■ **Stored dataset items**
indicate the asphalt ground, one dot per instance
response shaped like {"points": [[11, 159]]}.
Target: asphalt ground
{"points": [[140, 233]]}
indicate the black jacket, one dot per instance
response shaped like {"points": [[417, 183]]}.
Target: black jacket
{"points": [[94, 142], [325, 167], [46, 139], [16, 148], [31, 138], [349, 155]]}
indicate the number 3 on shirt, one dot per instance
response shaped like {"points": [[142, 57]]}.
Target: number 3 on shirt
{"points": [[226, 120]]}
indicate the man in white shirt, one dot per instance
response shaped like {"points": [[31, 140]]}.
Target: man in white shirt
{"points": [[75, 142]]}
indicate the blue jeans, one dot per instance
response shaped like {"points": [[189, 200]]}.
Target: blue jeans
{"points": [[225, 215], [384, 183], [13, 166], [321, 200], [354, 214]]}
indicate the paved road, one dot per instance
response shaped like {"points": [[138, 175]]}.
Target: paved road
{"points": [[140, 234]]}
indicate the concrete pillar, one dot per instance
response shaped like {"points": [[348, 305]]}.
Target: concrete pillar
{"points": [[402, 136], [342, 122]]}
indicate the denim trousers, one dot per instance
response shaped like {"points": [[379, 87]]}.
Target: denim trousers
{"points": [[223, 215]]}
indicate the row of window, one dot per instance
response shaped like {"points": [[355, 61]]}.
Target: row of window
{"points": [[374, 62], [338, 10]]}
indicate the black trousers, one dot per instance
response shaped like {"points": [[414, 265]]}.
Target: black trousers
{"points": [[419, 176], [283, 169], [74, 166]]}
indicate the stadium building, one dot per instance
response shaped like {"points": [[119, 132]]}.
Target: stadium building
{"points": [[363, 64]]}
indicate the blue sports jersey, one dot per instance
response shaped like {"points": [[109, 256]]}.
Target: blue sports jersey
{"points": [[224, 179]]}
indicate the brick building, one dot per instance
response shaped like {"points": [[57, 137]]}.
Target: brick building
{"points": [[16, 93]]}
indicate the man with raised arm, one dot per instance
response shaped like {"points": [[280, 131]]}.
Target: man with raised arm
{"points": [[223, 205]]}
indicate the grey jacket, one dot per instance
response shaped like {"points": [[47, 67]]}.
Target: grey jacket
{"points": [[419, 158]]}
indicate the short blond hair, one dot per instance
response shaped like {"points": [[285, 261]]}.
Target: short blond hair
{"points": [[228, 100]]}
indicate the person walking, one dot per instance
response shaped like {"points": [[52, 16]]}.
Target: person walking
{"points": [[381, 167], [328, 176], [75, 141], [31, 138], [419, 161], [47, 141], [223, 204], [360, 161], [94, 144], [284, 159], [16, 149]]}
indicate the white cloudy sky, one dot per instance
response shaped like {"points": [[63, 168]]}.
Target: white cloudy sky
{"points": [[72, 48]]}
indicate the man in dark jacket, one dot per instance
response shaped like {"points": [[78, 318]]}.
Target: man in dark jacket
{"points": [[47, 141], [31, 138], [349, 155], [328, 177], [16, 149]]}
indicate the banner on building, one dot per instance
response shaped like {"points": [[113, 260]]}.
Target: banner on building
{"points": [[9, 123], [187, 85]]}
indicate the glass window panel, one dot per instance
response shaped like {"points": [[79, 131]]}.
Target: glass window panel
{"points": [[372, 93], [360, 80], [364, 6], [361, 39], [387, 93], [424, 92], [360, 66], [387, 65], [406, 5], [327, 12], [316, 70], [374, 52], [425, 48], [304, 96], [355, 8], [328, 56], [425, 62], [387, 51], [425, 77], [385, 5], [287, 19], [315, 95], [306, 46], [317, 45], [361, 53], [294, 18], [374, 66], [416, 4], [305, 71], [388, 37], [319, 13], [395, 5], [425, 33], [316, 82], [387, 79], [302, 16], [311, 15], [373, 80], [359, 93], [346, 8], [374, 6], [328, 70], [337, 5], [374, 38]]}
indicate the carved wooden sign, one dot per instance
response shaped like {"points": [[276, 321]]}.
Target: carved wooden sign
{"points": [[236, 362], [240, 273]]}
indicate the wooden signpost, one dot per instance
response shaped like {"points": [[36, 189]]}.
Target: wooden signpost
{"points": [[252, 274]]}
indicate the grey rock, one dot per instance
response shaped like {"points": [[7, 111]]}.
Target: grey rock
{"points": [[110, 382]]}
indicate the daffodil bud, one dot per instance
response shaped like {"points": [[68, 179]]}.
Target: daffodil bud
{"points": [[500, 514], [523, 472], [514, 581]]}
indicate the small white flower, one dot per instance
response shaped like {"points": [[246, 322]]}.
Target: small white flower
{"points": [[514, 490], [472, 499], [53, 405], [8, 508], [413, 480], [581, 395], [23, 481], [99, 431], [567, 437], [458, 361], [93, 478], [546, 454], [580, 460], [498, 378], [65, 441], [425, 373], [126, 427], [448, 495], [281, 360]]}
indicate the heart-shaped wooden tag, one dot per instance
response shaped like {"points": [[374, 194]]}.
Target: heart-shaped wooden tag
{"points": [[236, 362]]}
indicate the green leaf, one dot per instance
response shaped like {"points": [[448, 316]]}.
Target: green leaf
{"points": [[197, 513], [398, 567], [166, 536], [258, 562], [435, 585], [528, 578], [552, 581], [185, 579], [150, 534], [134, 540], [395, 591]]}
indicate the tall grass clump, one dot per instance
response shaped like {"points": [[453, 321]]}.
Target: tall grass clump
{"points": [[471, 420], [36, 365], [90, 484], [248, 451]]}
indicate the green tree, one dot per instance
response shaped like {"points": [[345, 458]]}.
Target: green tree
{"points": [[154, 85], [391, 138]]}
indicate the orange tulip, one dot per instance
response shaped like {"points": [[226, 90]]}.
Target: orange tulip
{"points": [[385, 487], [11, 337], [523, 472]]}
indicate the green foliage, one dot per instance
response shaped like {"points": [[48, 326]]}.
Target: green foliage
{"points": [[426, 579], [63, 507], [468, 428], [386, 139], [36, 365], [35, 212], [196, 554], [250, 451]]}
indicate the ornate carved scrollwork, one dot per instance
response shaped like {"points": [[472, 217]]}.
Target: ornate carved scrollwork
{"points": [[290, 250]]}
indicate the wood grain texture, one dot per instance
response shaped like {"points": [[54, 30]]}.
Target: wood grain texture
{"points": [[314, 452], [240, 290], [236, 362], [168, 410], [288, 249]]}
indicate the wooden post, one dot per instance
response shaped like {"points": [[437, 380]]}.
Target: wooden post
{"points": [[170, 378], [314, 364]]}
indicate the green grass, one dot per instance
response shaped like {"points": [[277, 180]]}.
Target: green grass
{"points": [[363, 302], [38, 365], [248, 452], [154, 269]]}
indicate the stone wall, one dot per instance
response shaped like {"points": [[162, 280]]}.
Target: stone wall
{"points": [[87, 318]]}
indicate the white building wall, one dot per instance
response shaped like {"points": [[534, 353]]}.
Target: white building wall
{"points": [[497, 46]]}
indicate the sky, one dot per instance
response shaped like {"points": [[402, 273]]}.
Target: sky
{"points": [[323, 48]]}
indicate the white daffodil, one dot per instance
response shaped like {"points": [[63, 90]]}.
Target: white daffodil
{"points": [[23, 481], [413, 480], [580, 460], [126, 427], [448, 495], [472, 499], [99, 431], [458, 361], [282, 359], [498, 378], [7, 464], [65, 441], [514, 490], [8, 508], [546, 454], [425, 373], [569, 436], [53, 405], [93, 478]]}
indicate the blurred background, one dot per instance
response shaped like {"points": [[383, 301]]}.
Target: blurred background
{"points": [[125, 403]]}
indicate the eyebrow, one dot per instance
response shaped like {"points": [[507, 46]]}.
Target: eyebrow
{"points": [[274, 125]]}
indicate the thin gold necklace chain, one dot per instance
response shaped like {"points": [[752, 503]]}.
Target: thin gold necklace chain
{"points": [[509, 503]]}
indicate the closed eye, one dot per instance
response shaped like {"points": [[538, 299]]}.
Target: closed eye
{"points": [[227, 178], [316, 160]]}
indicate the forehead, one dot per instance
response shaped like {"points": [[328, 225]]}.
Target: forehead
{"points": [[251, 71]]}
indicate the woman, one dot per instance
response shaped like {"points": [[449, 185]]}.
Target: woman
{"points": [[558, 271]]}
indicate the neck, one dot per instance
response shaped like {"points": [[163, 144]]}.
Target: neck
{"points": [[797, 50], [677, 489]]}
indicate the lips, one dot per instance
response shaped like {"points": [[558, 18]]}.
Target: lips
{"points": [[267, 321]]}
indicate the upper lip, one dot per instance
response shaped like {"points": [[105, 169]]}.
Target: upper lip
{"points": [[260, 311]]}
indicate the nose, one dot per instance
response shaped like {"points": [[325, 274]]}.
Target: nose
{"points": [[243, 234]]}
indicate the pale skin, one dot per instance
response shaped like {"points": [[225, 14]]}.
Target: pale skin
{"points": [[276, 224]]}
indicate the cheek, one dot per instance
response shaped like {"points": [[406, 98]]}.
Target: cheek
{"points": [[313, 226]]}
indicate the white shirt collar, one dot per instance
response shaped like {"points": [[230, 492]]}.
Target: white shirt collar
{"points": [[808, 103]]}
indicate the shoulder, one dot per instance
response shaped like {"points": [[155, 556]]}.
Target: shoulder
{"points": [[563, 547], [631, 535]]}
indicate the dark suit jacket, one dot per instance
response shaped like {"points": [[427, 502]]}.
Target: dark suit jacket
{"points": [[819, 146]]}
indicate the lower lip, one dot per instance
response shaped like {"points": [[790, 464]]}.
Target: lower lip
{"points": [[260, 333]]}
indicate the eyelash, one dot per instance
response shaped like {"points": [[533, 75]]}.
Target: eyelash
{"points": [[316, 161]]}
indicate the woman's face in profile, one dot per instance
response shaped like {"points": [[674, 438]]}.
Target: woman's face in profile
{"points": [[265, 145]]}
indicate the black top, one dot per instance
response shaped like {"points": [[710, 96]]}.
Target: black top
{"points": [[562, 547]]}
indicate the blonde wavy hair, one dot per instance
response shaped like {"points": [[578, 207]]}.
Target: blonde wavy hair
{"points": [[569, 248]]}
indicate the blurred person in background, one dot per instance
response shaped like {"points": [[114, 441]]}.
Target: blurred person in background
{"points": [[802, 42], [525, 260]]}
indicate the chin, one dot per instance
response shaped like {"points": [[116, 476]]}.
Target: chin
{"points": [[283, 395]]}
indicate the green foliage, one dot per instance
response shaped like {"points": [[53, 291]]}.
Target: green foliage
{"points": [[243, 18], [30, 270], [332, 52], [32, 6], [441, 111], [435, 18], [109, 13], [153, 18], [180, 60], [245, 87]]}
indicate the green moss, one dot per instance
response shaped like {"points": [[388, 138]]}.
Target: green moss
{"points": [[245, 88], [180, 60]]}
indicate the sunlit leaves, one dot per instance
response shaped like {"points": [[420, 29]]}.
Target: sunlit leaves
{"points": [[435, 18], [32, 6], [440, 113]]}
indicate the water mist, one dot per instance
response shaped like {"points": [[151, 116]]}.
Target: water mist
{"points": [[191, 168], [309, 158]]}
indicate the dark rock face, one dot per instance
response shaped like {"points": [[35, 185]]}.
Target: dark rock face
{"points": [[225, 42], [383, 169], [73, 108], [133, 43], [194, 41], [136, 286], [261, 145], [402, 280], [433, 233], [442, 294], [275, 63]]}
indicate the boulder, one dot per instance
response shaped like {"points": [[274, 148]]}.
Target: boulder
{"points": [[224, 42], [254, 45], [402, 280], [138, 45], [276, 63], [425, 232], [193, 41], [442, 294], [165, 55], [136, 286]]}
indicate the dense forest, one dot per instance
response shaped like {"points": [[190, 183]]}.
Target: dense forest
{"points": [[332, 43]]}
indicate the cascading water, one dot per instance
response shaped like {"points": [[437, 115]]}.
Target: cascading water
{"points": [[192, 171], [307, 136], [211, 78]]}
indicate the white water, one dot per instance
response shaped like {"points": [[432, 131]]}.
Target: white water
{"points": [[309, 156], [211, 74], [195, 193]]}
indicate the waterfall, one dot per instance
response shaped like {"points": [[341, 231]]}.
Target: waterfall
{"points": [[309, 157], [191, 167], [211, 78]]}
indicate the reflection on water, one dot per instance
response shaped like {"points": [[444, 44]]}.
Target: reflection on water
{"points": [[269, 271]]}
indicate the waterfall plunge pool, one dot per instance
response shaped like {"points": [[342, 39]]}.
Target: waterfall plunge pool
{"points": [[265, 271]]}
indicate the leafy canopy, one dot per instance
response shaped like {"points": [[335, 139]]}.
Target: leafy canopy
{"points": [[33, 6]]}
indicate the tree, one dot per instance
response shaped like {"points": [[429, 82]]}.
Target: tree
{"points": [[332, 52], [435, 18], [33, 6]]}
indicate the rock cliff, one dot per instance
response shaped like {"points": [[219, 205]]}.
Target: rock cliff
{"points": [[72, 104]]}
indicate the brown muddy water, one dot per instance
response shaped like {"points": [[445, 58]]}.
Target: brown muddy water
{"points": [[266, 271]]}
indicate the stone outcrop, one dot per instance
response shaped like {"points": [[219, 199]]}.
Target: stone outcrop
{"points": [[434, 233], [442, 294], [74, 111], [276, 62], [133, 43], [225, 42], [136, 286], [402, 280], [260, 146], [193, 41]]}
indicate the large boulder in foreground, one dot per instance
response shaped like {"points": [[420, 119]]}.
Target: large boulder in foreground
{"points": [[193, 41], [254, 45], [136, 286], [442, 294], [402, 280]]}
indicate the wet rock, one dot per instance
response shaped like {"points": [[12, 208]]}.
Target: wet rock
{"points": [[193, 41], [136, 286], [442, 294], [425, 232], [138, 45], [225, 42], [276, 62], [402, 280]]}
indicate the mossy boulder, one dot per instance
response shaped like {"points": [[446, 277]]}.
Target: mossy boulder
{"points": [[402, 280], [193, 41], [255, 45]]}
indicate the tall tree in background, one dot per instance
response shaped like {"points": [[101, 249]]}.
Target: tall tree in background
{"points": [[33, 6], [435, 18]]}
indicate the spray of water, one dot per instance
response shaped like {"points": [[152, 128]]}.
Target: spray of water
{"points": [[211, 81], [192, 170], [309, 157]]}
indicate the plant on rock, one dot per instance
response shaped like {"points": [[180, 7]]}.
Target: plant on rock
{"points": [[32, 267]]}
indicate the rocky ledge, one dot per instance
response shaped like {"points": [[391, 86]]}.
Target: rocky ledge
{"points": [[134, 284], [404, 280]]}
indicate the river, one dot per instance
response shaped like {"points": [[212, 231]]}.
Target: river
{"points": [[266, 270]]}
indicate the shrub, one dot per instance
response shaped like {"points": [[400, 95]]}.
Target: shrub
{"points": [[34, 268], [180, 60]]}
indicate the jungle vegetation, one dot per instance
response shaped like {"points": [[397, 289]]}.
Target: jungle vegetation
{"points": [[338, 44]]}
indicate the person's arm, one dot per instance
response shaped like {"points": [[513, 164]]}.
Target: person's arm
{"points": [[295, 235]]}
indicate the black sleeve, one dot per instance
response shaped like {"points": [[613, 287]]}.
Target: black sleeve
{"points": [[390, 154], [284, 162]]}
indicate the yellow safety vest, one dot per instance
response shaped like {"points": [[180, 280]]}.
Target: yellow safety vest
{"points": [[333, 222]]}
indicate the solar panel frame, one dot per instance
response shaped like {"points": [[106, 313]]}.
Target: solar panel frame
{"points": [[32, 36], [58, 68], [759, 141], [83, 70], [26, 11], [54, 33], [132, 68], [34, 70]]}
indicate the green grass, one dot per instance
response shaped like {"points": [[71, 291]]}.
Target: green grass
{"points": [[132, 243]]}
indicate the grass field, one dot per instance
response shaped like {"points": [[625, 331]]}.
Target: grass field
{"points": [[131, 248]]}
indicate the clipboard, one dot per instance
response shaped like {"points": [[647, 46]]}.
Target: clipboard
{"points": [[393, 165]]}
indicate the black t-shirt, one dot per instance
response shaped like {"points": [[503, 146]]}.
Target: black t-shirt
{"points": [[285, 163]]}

■ **What you are asked to do**
Repeat only the stretch of lines that begins at the line containing "indicate the river, one dot per instance" and ends at the last line above, both included.

■ **Exercise solution**
indicate the river, one dot per instance
response shaped like {"points": [[212, 231]]}.
Target: river
{"points": [[266, 270]]}
indicate the shrub, one dot per instance
response shaped like {"points": [[400, 95]]}.
Target: shrub
{"points": [[34, 268], [180, 60]]}
indicate the jungle vegetation, one dot per instance
response shaped like {"points": [[397, 289]]}.
Target: jungle vegetation
{"points": [[338, 44]]}
indicate the person's arm, one dot per instance
response shaped like {"points": [[513, 164]]}.
Target: person's arm
{"points": [[295, 235]]}
indicate the black sleeve, one dot per instance
response shaped like {"points": [[613, 287]]}.
Target: black sleeve
{"points": [[390, 154], [284, 162]]}
indicate the yellow safety vest, one dot per instance
response shaped like {"points": [[180, 280]]}.
Target: yellow safety vest
{"points": [[333, 222]]}
indicate the solar panel frame, one dot per instance
response shaped like {"points": [[106, 313]]}.
Target: solar panel frame
{"points": [[32, 36], [58, 68], [759, 141], [83, 70], [26, 11], [54, 33], [132, 68], [34, 70]]}
indicate the green grass, one dot per instance
response shaped like {"points": [[71, 291]]}.
Target: green grass
{"points": [[132, 243]]}
indicate the grass field, one dot per instance
response shaped like {"points": [[625, 331]]}.
Target: grass field
{"points": [[131, 248]]}
indicate the clipboard, one dot per instance
response shaped like {"points": [[647, 46]]}.
Target: clipboard
{"points": [[393, 165]]}
indicate the black t-shirt, one dot per instance
response shaped like {"points": [[503, 146]]}.
Target: black t-shirt
{"points": [[285, 163]]}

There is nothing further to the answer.